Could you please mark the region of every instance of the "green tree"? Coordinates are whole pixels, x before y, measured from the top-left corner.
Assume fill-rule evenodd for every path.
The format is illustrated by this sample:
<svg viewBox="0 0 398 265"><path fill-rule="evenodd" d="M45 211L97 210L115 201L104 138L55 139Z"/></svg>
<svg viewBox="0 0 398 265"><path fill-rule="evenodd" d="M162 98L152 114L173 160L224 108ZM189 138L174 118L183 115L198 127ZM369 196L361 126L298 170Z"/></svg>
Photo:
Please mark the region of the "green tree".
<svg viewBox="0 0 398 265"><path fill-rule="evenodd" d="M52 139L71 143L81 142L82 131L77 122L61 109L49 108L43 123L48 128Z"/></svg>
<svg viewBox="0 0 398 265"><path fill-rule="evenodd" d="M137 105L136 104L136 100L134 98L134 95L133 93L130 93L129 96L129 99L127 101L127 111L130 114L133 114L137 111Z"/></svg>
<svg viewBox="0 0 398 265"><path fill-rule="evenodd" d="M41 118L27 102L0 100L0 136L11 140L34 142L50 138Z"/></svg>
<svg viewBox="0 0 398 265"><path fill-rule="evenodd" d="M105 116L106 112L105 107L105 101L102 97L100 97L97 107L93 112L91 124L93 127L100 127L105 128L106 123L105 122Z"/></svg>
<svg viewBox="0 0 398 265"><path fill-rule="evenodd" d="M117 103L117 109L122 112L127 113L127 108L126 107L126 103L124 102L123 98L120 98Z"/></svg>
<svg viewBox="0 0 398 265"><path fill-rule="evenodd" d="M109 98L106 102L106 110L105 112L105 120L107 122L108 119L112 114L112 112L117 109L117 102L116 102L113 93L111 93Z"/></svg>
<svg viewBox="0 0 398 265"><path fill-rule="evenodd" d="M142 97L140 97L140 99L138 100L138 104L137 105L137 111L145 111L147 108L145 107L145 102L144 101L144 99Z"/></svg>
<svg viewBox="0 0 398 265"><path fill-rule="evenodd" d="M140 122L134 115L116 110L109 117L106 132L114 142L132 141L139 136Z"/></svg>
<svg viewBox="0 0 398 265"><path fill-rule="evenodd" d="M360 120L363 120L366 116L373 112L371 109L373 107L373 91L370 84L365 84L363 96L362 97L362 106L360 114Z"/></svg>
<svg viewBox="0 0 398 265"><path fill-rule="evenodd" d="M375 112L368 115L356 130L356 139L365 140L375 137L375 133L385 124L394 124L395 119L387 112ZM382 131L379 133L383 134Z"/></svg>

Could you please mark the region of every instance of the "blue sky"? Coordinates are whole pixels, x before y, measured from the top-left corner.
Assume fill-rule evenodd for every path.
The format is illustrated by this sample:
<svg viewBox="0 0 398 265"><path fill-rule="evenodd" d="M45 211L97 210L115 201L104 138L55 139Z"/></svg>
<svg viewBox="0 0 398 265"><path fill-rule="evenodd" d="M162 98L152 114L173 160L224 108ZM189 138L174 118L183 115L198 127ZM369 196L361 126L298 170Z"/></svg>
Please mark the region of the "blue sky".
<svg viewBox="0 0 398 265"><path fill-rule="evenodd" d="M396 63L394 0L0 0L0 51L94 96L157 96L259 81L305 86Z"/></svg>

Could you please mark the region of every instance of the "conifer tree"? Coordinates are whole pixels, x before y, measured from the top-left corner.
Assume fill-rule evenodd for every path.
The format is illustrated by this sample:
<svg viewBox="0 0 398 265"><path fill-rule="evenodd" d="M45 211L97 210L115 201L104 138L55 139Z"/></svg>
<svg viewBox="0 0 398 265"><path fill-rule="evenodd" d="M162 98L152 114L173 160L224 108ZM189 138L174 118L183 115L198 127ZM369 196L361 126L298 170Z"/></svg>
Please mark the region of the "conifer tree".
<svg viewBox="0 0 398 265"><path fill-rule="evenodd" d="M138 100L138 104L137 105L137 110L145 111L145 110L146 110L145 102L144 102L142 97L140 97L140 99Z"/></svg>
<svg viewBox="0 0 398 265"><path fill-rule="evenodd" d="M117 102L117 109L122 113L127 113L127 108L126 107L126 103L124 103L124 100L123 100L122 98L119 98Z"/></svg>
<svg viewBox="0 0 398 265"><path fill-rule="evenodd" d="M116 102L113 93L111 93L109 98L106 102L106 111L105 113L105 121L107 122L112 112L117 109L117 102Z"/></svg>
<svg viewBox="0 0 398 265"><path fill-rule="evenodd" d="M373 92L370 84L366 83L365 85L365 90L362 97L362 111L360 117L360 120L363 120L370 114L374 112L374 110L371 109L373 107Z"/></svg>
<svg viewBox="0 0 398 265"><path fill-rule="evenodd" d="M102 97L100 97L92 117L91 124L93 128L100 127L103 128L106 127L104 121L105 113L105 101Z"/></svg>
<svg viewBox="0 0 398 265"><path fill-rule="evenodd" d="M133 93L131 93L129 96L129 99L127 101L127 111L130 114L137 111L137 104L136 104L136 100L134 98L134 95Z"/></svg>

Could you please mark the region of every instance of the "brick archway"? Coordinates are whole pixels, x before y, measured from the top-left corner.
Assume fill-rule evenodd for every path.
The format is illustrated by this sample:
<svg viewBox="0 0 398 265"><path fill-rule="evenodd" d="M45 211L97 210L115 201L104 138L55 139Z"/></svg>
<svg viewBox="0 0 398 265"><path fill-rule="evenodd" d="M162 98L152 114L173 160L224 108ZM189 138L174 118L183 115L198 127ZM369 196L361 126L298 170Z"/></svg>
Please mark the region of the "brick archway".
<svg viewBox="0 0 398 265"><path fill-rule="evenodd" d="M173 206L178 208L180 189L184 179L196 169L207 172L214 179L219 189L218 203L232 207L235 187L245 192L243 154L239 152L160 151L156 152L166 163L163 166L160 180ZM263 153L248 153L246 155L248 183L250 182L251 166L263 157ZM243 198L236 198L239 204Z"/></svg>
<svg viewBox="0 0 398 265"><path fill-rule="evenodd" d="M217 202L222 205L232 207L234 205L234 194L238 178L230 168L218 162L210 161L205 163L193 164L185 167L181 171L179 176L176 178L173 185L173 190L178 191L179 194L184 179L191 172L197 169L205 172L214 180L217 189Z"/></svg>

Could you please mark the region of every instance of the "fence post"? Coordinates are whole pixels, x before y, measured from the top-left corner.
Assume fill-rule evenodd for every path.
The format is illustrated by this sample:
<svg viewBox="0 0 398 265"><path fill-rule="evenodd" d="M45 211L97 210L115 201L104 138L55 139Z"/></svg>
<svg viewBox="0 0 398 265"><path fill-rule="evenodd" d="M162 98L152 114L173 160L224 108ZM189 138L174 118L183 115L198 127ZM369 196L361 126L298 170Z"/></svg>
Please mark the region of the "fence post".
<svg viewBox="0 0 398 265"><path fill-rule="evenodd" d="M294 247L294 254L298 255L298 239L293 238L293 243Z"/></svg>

.....

WHAT TO PRODUCE: Pull out the lines of the listing above verbatim, starting at its first line and ending at the line that contains "98L106 102L106 110L105", with both of those lines included.

FINISHED TASK:
Could you please mark the region of every instance of the "green tree"? Coordinates are whole pixels, x before y, measured from the top-left corner.
Assume fill-rule evenodd for every path.
The format is illustrated by this sample:
<svg viewBox="0 0 398 265"><path fill-rule="evenodd" d="M45 211L97 210L115 201L104 138L55 139Z"/></svg>
<svg viewBox="0 0 398 265"><path fill-rule="evenodd" d="M162 98L152 114L173 160L224 108ZM189 138L174 118L183 115L198 127ZM369 196L361 126L298 170Z"/></svg>
Photo:
Please mark the region of the "green tree".
<svg viewBox="0 0 398 265"><path fill-rule="evenodd" d="M52 139L71 143L81 142L82 131L77 122L61 109L49 108L43 123L48 128Z"/></svg>
<svg viewBox="0 0 398 265"><path fill-rule="evenodd" d="M137 105L136 104L136 100L134 98L134 95L133 93L130 93L129 96L129 99L127 101L127 111L130 114L133 114L137 111Z"/></svg>
<svg viewBox="0 0 398 265"><path fill-rule="evenodd" d="M41 118L27 102L0 100L0 136L11 140L34 142L50 138Z"/></svg>
<svg viewBox="0 0 398 265"><path fill-rule="evenodd" d="M105 116L106 112L105 107L105 101L102 97L100 97L97 107L93 112L91 124L93 127L100 127L105 128L106 123L105 122Z"/></svg>
<svg viewBox="0 0 398 265"><path fill-rule="evenodd" d="M117 103L117 109L122 112L127 113L127 108L126 107L126 103L124 102L123 98L120 98Z"/></svg>
<svg viewBox="0 0 398 265"><path fill-rule="evenodd" d="M109 98L106 102L106 110L105 112L105 120L107 122L108 119L112 114L112 112L117 109L117 102L116 102L113 93L111 93Z"/></svg>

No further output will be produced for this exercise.